- [本文]
>>

この3年間、多くのわたしたちの信仰の友が神さまの元へと旅立っていかれました。コロナの影響もあり、家族葬、また場所もホールやご自宅ということも増え、参列者もごくごく親しい方や親せきに絞るということも多くなりました。
明日、5月8日から新型コロナは5類に分類され、様々な規制は徐々に解除に向かっていくことだと思います。教会でも来週からは聖歌を5曲歌います。また5月28日の聖霊降臨日には、久々のフルチャントでの礼拝となります。とはいいましても、すべてが以前のように戻るとは限りません。またすべてを戻すのが、最善のことなのかどうかもわかりません。ただわたしたちには、どんな状況であれ神さまからの豊かな約束が与えられているということを覚えておきたいと思います。

<<

- [記録]

>>

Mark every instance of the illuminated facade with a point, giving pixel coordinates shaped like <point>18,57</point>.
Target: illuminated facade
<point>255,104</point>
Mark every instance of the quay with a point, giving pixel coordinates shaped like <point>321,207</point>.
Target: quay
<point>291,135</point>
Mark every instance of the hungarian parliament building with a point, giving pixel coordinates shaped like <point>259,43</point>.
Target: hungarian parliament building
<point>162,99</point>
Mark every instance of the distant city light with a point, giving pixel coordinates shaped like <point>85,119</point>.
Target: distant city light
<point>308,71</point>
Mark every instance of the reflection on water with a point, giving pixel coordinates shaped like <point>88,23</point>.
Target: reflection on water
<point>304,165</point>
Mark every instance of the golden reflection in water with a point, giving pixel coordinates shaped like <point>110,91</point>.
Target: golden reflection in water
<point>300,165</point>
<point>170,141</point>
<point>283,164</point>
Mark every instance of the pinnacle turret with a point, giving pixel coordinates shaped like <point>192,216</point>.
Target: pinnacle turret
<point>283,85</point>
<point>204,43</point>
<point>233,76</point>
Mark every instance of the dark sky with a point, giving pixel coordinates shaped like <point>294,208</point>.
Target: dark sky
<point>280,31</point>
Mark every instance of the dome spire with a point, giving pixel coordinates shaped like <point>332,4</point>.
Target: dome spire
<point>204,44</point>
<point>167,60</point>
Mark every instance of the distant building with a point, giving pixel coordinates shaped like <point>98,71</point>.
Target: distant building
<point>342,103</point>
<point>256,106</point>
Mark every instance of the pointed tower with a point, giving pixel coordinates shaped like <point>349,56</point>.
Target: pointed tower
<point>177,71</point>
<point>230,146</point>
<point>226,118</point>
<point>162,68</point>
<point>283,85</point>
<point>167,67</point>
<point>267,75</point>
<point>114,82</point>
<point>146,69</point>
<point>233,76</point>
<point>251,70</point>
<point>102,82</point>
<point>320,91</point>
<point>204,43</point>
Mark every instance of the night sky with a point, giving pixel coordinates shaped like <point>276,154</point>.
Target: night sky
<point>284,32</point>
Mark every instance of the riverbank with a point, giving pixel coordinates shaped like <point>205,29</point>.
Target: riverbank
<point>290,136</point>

<<

- [課題の内容]
**1.** 記録の冒頭から「<point>255,104</point>」を含む行までを、両端の行も含めて一字一句変えずに書き出してもらえますか？
**2.** 教会の礼拝についての文章を、最後の文の後から書き継いでもらえますか？
教会の礼拝についての文章と記録は、それぞれ別の出典から取られています。

- [課題別の解答]
**1.**
Mark every instance of the illuminated facade with a point, giving pixel coordinates shaped like <point>18,57</point>.
Target: illuminated facade
<point>255,104</point>

**2.**
「わたしを通らなければ、だれも父のもとに行くことができない」、この言葉の解釈は、大変難しいものです。単純に考えると、イエス様を受け入れた者でなければ、神さまの元に行くことはできない、そう読めます。わたしたちの能動的な行動が必要だと。そこで多くの教会は、人々に洗礼を授け、教会の枝に連なるように努力してきました。そして毎週日曜日には礼拝に出席し、信仰生活を送ることを強いてきました。確かに主日に礼拝を守ることは大切なことです。
そのことが、道であるイエス様を通ることになる。そのことで、神さまから場所が与えられる。そう考えていくとき、わたしたちの心はどうでしょうか。元気なときはいいけれど、今後どうなっていくかわからない不安があるでしょう。ご自分の身近にいる人はどうなってしまうのか、そんな心配もあるでしょう。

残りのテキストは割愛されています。